Exercise objective
Format the records from their start up to and including the line containing "box: [130, 78, 139, 89]" as a JSON list of strings, one string per line, with blank lines and pictures left out.

Record extracts
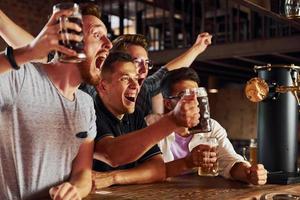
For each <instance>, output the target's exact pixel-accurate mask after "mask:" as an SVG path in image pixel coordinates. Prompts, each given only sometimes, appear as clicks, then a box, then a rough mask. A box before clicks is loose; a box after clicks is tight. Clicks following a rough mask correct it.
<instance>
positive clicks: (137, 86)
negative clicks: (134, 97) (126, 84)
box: [130, 78, 139, 89]
mask: <svg viewBox="0 0 300 200" xmlns="http://www.w3.org/2000/svg"><path fill="white" fill-rule="evenodd" d="M138 87H139V82H138V80H137V79H133V78H132V79H130V88H131V89H137V88H138Z"/></svg>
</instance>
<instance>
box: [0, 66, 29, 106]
mask: <svg viewBox="0 0 300 200" xmlns="http://www.w3.org/2000/svg"><path fill="white" fill-rule="evenodd" d="M27 67H29V66H27V65H23V66H21V68H20V69H19V70H11V71H9V72H6V73H4V74H0V106H3V105H4V104H7V103H14V102H15V100H16V98H17V96H18V94H19V93H20V91H21V89H22V85H23V82H24V77H25V71H26V70H27Z"/></svg>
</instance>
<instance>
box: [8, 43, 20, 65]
mask: <svg viewBox="0 0 300 200" xmlns="http://www.w3.org/2000/svg"><path fill="white" fill-rule="evenodd" d="M4 55H5V56H6V58H7V60H8V62H9V64H10V66H11V67H12V68H13V69H14V70H18V69H20V66H19V65H17V63H16V60H15V57H14V49H13V48H12V47H11V46H7V47H6V48H5V54H4Z"/></svg>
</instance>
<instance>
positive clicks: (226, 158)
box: [158, 119, 250, 178]
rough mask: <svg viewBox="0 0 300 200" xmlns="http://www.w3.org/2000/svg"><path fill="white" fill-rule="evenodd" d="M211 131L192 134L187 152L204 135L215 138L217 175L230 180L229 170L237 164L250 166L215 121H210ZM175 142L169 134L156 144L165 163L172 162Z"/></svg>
mask: <svg viewBox="0 0 300 200" xmlns="http://www.w3.org/2000/svg"><path fill="white" fill-rule="evenodd" d="M211 125H212V131H211V132H209V133H198V134H194V135H193V138H192V140H191V141H190V143H189V145H188V146H189V151H190V152H191V151H192V149H193V148H194V147H196V146H198V145H199V144H200V143H199V142H200V138H201V137H203V134H205V135H206V136H208V137H210V136H211V137H216V138H217V140H218V148H217V159H218V162H219V174H220V175H222V176H223V177H225V178H231V175H230V170H231V168H232V167H233V165H234V164H235V163H237V162H244V163H247V164H248V165H249V166H250V164H249V163H248V162H247V161H245V160H244V159H243V157H242V156H240V155H239V154H237V153H236V152H235V151H234V148H233V146H232V144H231V142H230V141H229V139H228V138H227V133H226V130H225V129H224V128H223V127H222V126H221V125H220V124H219V123H218V122H217V121H216V120H213V119H211ZM173 142H175V133H172V134H170V135H169V136H167V137H166V138H165V139H163V140H161V141H160V142H159V143H158V146H159V148H160V150H161V152H162V153H163V158H164V161H165V162H170V161H173V160H174V156H173V154H172V151H171V145H172V143H173Z"/></svg>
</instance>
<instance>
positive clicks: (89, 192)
mask: <svg viewBox="0 0 300 200" xmlns="http://www.w3.org/2000/svg"><path fill="white" fill-rule="evenodd" d="M93 151H94V142H93V140H88V141H85V142H84V143H83V144H81V146H80V148H79V151H78V154H77V156H76V158H75V159H74V160H73V163H72V173H71V177H70V180H69V182H64V183H62V184H60V185H58V186H55V187H52V188H51V189H50V191H49V193H50V196H51V198H52V199H55V200H56V199H69V198H70V197H73V198H72V199H81V198H84V197H86V196H87V195H88V194H89V193H90V191H91V189H92V162H93ZM75 197H76V198H75Z"/></svg>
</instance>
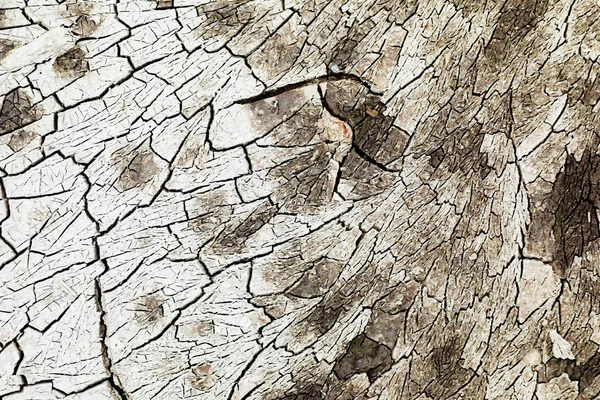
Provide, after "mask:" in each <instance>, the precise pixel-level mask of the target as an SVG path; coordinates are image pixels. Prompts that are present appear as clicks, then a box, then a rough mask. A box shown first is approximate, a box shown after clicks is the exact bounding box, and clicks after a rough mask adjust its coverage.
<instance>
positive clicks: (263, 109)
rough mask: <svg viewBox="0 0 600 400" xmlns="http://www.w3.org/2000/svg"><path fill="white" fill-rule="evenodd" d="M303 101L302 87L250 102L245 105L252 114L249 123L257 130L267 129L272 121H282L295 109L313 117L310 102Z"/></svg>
mask: <svg viewBox="0 0 600 400" xmlns="http://www.w3.org/2000/svg"><path fill="white" fill-rule="evenodd" d="M305 103H307V98H306V94H305V92H304V89H295V90H287V91H285V92H283V93H281V94H279V95H277V96H273V97H268V98H266V99H262V100H258V101H255V102H252V103H250V104H248V106H247V107H248V109H249V110H250V113H251V115H252V117H251V118H250V123H251V124H252V127H253V128H254V129H255V130H257V131H262V130H268V129H269V128H270V127H271V126H273V123H277V122H280V121H283V120H285V119H286V118H285V117H291V116H292V113H293V112H295V111H296V110H303V109H304V113H306V114H307V115H305V116H307V117H309V118H314V116H312V115H311V114H314V111H315V110H311V107H310V104H305ZM319 111H320V108H319ZM299 112H302V111H299ZM314 122H316V120H315V121H314ZM265 127H267V129H265Z"/></svg>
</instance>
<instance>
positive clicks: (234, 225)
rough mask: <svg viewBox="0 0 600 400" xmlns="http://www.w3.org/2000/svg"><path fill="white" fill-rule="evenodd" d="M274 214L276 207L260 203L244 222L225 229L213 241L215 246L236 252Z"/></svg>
mask: <svg viewBox="0 0 600 400" xmlns="http://www.w3.org/2000/svg"><path fill="white" fill-rule="evenodd" d="M276 213H277V207H275V206H274V205H273V204H272V203H271V202H270V201H264V202H262V203H261V204H260V205H259V206H258V207H257V208H256V209H255V210H254V211H252V213H250V215H248V216H247V217H246V218H245V219H244V220H242V221H241V222H239V223H238V224H236V225H234V226H233V227H229V228H227V229H225V231H223V233H221V234H220V235H219V236H218V237H217V238H216V239H215V245H216V246H217V247H220V248H223V249H228V250H231V251H236V250H237V249H238V248H239V247H240V246H242V245H243V244H244V243H245V242H246V240H248V238H250V236H252V235H254V234H255V233H256V232H258V231H259V230H260V228H262V227H263V226H264V225H265V224H267V223H268V222H269V221H270V220H271V218H273V216H274V215H275V214H276Z"/></svg>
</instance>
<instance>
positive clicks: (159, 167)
mask: <svg viewBox="0 0 600 400" xmlns="http://www.w3.org/2000/svg"><path fill="white" fill-rule="evenodd" d="M128 156H131V154H129V155H128ZM122 157H123V154H121V152H117V153H115V155H114V157H113V159H114V160H115V161H120V158H122ZM156 158H157V157H156V155H155V154H154V152H152V150H150V149H145V150H141V151H136V152H135V153H134V156H133V158H132V159H131V161H130V162H129V163H128V164H127V166H126V167H125V169H124V170H123V172H122V173H121V175H120V176H119V179H118V180H117V182H116V184H115V188H117V190H119V191H121V192H124V191H126V190H130V189H133V188H135V187H138V186H141V185H144V184H146V183H148V182H150V181H151V180H152V178H154V176H156V174H157V173H158V172H160V167H159V165H158V164H157V161H156Z"/></svg>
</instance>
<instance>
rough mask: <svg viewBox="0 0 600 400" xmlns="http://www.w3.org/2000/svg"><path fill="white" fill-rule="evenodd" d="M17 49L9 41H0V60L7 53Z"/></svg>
mask: <svg viewBox="0 0 600 400" xmlns="http://www.w3.org/2000/svg"><path fill="white" fill-rule="evenodd" d="M15 47H17V46H16V45H15V43H13V42H11V41H10V40H6V39H0V60H2V59H3V58H4V57H6V56H7V55H8V52H9V51H11V50H12V49H14V48H15Z"/></svg>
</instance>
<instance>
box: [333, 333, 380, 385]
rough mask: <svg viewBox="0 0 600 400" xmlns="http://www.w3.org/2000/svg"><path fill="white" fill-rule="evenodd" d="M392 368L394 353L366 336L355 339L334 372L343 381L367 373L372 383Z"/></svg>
mask: <svg viewBox="0 0 600 400" xmlns="http://www.w3.org/2000/svg"><path fill="white" fill-rule="evenodd" d="M391 366H392V351H391V350H390V349H389V348H388V347H386V346H384V345H382V344H379V343H377V342H376V341H374V340H371V339H369V338H368V337H366V336H365V335H364V334H363V335H359V336H357V337H356V338H354V339H353V340H352V341H351V342H350V344H349V346H348V350H347V351H346V353H345V354H344V356H343V357H342V358H341V359H340V360H338V362H336V364H335V367H334V368H333V370H334V371H335V373H336V374H337V375H338V376H339V377H340V378H342V379H349V378H351V377H352V376H353V375H355V374H362V373H366V374H367V376H368V377H369V380H370V381H371V382H372V381H373V380H375V379H377V378H378V377H379V376H381V375H382V374H383V373H384V372H385V371H387V370H389V369H390V368H391Z"/></svg>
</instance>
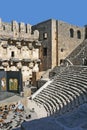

Answer for this exercise
[
  "For each <instance>, output the target's exact pixel-accurate mask after \"mask:\" as an SVG path in image pixel coordinates. Prompts, each given only sometimes, appear as clicks, then a box, then a rough mask. A box before clicks is loose; a box after clicks is tight. Clicks following a rough mask correct it.",
  "<instance>",
  "positive clicks: (137, 86)",
  "negative clicks: (134, 97) (126, 84)",
  "box: [130, 78, 139, 89]"
]